* _What to work on_: Retype, exactly as they appear below, the lines between the line holding "Every instance of the woman's hand" and the line holding "Every instance of the person in", both ends included.

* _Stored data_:

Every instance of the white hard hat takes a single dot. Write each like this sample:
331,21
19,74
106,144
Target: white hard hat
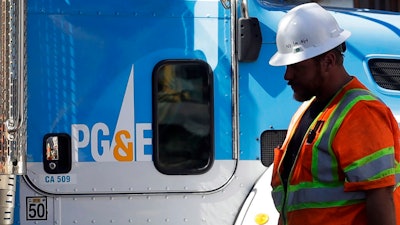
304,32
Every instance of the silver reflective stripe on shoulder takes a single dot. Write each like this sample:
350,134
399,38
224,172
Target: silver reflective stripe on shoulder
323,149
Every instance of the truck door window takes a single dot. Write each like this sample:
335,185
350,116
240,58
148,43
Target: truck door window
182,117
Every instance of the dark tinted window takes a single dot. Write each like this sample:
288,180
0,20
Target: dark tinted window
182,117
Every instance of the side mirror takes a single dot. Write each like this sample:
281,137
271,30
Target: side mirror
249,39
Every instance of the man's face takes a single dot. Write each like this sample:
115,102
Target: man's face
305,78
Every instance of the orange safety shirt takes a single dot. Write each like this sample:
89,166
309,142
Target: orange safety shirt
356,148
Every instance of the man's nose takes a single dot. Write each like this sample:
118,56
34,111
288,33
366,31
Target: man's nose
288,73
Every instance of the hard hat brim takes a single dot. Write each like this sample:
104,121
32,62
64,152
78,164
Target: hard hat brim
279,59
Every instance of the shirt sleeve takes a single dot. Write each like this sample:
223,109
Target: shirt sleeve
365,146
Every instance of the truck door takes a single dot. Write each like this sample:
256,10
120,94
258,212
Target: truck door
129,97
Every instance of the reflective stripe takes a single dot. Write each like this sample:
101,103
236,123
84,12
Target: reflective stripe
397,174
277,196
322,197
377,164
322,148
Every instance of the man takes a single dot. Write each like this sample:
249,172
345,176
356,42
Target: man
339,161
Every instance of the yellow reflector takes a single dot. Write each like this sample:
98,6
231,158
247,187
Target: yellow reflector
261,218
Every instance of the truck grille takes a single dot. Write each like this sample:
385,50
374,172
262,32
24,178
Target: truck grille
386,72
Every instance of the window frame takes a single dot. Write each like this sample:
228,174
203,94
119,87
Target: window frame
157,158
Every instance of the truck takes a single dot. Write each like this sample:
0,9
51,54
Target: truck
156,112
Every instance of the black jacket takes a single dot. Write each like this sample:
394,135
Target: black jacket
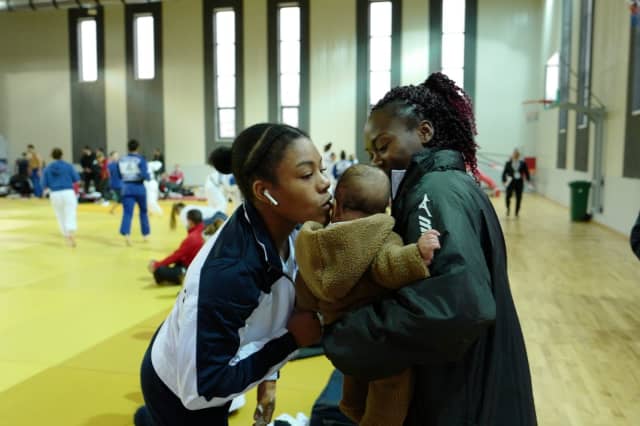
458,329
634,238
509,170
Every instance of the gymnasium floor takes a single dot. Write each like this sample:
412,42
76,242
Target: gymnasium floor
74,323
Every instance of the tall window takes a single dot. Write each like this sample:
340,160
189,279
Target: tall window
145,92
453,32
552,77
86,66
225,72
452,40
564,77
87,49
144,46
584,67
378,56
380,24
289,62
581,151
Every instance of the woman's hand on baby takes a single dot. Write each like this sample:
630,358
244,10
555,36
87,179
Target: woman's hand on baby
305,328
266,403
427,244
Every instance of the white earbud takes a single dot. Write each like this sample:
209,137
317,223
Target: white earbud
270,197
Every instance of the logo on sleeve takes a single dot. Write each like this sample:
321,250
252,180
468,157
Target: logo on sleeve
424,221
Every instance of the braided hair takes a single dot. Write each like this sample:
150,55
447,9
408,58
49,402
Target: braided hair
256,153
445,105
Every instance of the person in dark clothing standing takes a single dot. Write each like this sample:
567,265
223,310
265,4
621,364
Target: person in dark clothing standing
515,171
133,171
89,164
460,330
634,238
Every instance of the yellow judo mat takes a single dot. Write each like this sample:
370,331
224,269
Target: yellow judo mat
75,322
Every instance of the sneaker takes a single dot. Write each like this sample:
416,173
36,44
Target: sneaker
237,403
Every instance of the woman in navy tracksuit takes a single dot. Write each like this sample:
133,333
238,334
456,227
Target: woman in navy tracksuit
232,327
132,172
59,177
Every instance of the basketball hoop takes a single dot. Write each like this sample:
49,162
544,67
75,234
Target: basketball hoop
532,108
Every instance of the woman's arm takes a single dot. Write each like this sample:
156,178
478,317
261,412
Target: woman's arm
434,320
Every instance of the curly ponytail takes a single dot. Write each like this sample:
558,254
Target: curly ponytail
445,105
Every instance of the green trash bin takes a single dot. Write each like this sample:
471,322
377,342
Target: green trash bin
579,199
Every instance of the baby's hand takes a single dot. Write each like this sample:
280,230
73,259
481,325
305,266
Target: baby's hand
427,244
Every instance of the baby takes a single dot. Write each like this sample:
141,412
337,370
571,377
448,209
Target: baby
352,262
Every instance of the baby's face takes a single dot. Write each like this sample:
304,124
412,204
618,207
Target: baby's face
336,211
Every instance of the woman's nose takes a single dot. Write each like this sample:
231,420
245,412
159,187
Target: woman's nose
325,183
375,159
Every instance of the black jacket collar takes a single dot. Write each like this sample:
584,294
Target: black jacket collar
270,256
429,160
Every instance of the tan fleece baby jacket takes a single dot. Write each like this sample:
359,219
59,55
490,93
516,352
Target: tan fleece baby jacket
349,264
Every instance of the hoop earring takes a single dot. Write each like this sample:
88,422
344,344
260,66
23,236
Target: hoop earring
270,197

* * *

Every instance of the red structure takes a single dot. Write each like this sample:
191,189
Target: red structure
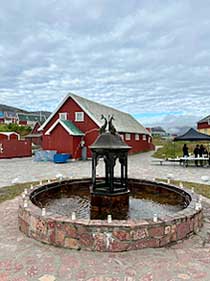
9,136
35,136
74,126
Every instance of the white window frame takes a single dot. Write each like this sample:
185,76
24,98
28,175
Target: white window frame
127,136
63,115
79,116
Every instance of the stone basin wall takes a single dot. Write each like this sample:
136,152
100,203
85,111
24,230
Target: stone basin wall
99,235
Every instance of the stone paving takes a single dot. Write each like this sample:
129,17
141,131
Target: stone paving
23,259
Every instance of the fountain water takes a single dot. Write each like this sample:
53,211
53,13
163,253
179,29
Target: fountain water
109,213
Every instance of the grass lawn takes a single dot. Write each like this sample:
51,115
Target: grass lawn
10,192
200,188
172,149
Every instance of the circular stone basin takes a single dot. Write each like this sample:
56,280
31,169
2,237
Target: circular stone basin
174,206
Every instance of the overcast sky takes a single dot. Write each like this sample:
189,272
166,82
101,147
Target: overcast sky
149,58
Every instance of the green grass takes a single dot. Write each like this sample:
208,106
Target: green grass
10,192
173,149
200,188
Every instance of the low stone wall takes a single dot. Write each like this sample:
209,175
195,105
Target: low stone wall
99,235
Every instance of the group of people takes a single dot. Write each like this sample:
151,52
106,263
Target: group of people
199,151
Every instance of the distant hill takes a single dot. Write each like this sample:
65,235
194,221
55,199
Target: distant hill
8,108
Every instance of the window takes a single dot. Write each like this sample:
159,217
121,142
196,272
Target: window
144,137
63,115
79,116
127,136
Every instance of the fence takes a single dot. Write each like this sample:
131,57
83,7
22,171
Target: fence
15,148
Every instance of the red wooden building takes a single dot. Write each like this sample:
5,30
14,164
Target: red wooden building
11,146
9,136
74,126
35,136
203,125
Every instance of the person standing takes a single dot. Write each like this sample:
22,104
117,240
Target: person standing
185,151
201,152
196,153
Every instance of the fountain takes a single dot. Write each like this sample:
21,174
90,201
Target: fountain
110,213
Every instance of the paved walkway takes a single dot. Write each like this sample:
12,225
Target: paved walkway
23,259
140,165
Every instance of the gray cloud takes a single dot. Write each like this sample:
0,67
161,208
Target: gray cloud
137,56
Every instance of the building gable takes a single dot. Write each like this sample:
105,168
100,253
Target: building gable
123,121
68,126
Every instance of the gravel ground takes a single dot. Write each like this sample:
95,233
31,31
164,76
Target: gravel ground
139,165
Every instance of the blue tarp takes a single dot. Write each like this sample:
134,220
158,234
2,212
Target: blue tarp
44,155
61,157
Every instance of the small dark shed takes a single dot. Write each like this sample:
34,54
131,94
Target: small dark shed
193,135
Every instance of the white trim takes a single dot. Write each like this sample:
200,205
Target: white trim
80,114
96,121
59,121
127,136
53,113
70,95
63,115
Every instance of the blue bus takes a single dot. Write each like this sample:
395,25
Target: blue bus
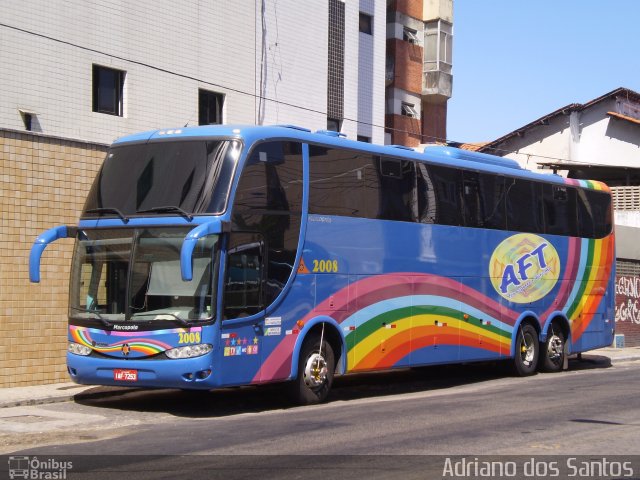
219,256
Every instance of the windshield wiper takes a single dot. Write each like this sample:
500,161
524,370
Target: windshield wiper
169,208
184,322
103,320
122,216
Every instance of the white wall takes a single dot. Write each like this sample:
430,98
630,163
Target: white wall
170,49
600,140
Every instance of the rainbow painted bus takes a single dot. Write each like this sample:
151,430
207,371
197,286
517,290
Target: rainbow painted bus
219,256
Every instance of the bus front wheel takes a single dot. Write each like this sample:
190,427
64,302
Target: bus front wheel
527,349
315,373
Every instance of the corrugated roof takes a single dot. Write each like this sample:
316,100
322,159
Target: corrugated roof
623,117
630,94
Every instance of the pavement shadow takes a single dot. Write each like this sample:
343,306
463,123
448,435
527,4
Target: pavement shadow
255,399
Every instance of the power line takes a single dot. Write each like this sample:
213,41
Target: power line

...

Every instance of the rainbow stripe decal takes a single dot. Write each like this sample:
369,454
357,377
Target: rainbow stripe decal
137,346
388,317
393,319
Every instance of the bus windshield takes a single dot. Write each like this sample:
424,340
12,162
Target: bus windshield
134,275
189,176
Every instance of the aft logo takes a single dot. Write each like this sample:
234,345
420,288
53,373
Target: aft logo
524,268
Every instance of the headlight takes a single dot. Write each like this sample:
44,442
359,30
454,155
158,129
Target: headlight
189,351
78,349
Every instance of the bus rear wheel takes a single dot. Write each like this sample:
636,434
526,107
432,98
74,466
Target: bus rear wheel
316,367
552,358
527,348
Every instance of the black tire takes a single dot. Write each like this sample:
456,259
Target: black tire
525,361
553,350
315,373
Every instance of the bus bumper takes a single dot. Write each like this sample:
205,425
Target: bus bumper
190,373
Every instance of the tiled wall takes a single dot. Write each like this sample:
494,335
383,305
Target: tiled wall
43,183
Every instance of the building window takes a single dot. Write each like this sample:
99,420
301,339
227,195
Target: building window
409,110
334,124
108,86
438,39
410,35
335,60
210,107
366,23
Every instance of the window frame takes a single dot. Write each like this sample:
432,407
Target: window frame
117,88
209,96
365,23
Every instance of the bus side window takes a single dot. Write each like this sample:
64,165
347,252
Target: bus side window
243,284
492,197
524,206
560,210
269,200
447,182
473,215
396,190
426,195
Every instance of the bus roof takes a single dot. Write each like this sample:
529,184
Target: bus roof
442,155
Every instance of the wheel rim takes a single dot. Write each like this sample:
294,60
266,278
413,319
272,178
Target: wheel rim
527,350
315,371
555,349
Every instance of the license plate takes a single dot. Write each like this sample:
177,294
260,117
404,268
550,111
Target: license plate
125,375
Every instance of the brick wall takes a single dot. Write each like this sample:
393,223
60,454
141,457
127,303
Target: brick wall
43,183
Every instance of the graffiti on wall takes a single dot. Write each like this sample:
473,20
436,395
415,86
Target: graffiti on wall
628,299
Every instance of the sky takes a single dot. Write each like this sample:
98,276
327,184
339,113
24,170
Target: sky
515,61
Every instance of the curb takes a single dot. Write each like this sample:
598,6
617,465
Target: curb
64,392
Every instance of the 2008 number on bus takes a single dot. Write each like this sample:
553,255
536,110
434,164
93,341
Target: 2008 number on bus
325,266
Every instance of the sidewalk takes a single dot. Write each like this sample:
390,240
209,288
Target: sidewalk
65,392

* _Answer to this exercise_:
Every instance of the woman's hand on baby takes a single dot. Write each like this sample:
630,358
244,10
555,36
87,179
Target: woman's hand on baby
305,328
266,403
427,244
Every instance of the white earbud takes a single dot. Write each like this sample:
209,137
317,223
Target: white earbud
270,197
Every instance of the logo on sleeve takes a single dot. Write each like this sample:
321,250
252,180
468,157
Target: logo on sleeve
424,221
Every instance of the braided hair takes a single dot. Write each like this sample:
150,55
447,9
408,58
49,402
Target: braided hair
256,153
445,105
Every instance of the person in dark clothing standing takes a single dot. Write each like this sample:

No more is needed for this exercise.